*** The data Section Begins ***

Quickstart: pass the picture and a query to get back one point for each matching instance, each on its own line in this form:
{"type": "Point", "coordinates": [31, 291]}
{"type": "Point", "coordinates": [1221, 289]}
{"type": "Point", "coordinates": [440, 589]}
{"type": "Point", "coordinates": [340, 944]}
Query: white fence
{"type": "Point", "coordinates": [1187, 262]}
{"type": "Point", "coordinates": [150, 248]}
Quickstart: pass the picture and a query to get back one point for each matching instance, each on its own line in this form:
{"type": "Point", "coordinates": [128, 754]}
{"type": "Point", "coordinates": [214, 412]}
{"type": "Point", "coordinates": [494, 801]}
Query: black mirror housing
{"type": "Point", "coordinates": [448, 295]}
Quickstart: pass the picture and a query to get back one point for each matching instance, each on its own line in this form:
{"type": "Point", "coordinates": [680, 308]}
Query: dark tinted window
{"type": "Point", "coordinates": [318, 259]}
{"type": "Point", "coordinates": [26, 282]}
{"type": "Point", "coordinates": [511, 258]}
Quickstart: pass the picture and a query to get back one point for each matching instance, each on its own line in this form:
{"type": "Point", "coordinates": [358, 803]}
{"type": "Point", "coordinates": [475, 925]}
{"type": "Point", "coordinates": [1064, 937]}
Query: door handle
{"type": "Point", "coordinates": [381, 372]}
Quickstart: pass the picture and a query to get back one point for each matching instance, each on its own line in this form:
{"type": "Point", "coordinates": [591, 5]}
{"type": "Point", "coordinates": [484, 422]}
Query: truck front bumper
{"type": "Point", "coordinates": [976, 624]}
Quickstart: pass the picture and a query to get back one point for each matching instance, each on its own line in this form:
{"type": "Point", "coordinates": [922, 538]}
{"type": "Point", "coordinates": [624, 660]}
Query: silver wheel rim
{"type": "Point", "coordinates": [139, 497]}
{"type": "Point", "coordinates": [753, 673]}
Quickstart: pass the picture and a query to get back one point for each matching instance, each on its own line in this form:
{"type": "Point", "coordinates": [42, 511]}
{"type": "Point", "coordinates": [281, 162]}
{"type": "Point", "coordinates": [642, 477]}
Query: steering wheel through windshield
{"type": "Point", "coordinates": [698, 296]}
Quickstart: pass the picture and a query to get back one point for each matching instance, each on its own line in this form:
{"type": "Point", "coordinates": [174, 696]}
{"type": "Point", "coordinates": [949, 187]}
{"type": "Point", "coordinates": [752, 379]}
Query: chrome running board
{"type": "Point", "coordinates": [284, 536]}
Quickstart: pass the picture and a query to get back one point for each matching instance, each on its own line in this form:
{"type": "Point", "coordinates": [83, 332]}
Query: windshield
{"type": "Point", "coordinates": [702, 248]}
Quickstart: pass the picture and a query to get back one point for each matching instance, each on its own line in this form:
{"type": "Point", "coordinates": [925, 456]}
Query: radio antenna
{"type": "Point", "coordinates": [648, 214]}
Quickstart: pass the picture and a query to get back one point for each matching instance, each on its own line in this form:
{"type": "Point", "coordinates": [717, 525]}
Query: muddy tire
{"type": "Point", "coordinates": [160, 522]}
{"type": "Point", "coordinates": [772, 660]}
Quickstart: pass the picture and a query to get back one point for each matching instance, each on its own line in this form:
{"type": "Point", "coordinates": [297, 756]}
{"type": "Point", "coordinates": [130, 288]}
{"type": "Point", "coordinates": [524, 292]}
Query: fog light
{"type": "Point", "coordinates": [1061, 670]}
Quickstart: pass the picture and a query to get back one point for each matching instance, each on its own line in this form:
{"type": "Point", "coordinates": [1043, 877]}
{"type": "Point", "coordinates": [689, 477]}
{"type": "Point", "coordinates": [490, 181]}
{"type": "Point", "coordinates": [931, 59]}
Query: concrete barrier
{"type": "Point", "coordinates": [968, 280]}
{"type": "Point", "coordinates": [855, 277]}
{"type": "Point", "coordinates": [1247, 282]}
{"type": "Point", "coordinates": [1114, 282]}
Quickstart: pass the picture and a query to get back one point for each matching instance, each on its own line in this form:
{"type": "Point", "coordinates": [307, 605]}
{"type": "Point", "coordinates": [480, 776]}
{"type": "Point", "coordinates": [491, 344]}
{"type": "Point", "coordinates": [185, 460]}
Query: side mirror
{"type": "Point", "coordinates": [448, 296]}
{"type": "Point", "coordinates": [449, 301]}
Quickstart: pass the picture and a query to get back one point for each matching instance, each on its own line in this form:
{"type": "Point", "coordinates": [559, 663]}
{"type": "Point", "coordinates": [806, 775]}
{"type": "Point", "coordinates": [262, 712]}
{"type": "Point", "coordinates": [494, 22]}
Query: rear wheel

*** The data Section Ends ***

> _Your task_: Every line in the data above has to be retyped exactly.

> _Problem solution_:
Quickstart: pass the picture and a query to get back one point for each matching instance, each on its own line in this form:
{"type": "Point", "coordinates": [31, 291]}
{"type": "Point", "coordinates": [1221, 289]}
{"type": "Point", "coordinates": [440, 589]}
{"type": "Point", "coordinates": [340, 944]}
Query: white fence
{"type": "Point", "coordinates": [1187, 262]}
{"type": "Point", "coordinates": [150, 248]}
Quickstart: pass the picture and a query to get back one point for each matching instance, each on its own line in this form:
{"type": "Point", "coordinates": [128, 754]}
{"type": "Point", "coordinates": [214, 412]}
{"type": "Point", "coordinates": [494, 801]}
Query: black mirror housing
{"type": "Point", "coordinates": [448, 295]}
Quickstart: pass the picture and a query to get back one point for each matching instance, each on its own line in this form:
{"type": "Point", "coordinates": [680, 308]}
Query: dark tinted window
{"type": "Point", "coordinates": [318, 259]}
{"type": "Point", "coordinates": [26, 282]}
{"type": "Point", "coordinates": [511, 258]}
Quickstart: pass the picture and a query to get back one point for each matching instance, each on its own line in this form:
{"type": "Point", "coordinates": [358, 803]}
{"type": "Point", "coordinates": [475, 925]}
{"type": "Point", "coordinates": [1064, 937]}
Query: door handle
{"type": "Point", "coordinates": [381, 372]}
Quickstart: pass the picture and a query to get back one point for each matching instance, each on its own line in this form:
{"type": "Point", "coordinates": [591, 5]}
{"type": "Point", "coordinates": [484, 422]}
Query: truck front bumper
{"type": "Point", "coordinates": [976, 624]}
Quickstart: pass the picture and a query to get back one point for each matching instance, each on its own line in this form:
{"type": "Point", "coordinates": [922, 538]}
{"type": "Point", "coordinates": [624, 660]}
Query: silver wheel rim
{"type": "Point", "coordinates": [139, 497]}
{"type": "Point", "coordinates": [753, 673]}
Quickstart: pass the picture and a query to get back one point for each matching instance, each on its own line in this form:
{"type": "Point", "coordinates": [42, 511]}
{"type": "Point", "coordinates": [281, 162]}
{"type": "Point", "coordinates": [642, 477]}
Query: steering wheel through windshield
{"type": "Point", "coordinates": [698, 296]}
Quickstart: pass the picture and a query to get back one point for each matching instance, each on its own line in this form:
{"type": "Point", "coordinates": [174, 696]}
{"type": "Point", "coordinates": [949, 187]}
{"type": "Point", "coordinates": [752, 379]}
Query: chrome running board
{"type": "Point", "coordinates": [284, 536]}
Quickstart: pass the picture and a query to get back one point for each matching instance, each on its own line in this form:
{"type": "Point", "coordinates": [83, 332]}
Query: windshield
{"type": "Point", "coordinates": [702, 248]}
Quickstart: pass the picture and a query to get back one point for each matching instance, each on its own line in this form:
{"type": "Point", "coordinates": [925, 456]}
Query: radio antenna
{"type": "Point", "coordinates": [648, 214]}
Quickstart: pass the picture and a query to get back one point for each matching instance, each on its own line in this form:
{"type": "Point", "coordinates": [717, 525]}
Query: muddy tire
{"type": "Point", "coordinates": [160, 522]}
{"type": "Point", "coordinates": [772, 660]}
Quickstart: pass the picture and a query to get back one point for each matching instance, each on its own line in this form:
{"type": "Point", "coordinates": [297, 756]}
{"type": "Point", "coordinates": [130, 288]}
{"type": "Point", "coordinates": [524, 292]}
Query: fog light
{"type": "Point", "coordinates": [1061, 670]}
Quickstart: pass the picture and a query to get back one point for each matching instance, each on its own line in this form:
{"type": "Point", "coordinates": [1043, 877]}
{"type": "Point", "coordinates": [689, 477]}
{"type": "Point", "coordinates": [490, 181]}
{"type": "Point", "coordinates": [931, 59]}
Query: concrete barrier
{"type": "Point", "coordinates": [968, 280]}
{"type": "Point", "coordinates": [855, 277]}
{"type": "Point", "coordinates": [1247, 282]}
{"type": "Point", "coordinates": [1114, 282]}
Quickstart: pass the picture and a query to get back one point for each matching instance, each on its own line in this form:
{"type": "Point", "coordinates": [307, 605]}
{"type": "Point", "coordinates": [480, 776]}
{"type": "Point", "coordinates": [491, 344]}
{"type": "Point", "coordinates": [185, 460]}
Query: side mirror
{"type": "Point", "coordinates": [448, 296]}
{"type": "Point", "coordinates": [449, 301]}
Quickstart: pass the picture and a query to get back one point for each matching instance, each on its own line in this form:
{"type": "Point", "coordinates": [559, 663]}
{"type": "Point", "coordinates": [806, 775]}
{"type": "Point", "coordinates": [262, 712]}
{"type": "Point", "coordinates": [494, 22]}
Query: rear wheel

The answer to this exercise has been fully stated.